§ **EXERCISE TASK**: Extract each line of the entries below that contains the string "outline", matching case exactly.

§ **ROWS**:
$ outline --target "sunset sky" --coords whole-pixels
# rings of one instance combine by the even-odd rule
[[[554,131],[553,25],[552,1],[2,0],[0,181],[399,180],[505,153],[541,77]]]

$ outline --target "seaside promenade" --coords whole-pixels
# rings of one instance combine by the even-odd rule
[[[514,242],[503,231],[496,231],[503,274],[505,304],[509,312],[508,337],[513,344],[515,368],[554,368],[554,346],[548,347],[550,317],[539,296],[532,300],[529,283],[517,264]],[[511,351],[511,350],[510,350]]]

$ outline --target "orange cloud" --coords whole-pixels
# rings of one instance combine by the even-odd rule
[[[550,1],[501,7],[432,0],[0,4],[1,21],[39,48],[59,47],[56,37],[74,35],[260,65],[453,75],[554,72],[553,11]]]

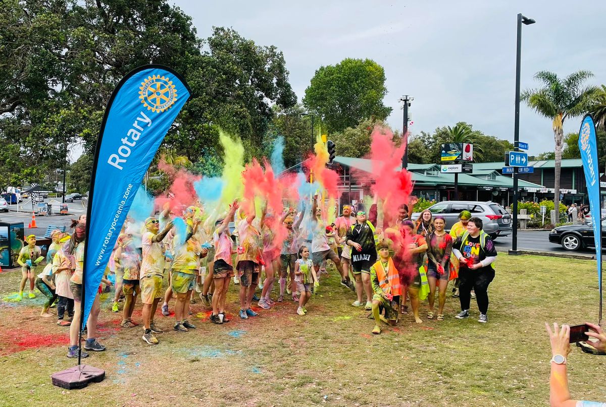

§ **FINAL RESULT**:
$ outline --target "sunset sky" --coords whole-pixels
$ outline --target "seaside promenade" --coords whole-pixels
$ outline --target "orange cloud" --coords whole-pixels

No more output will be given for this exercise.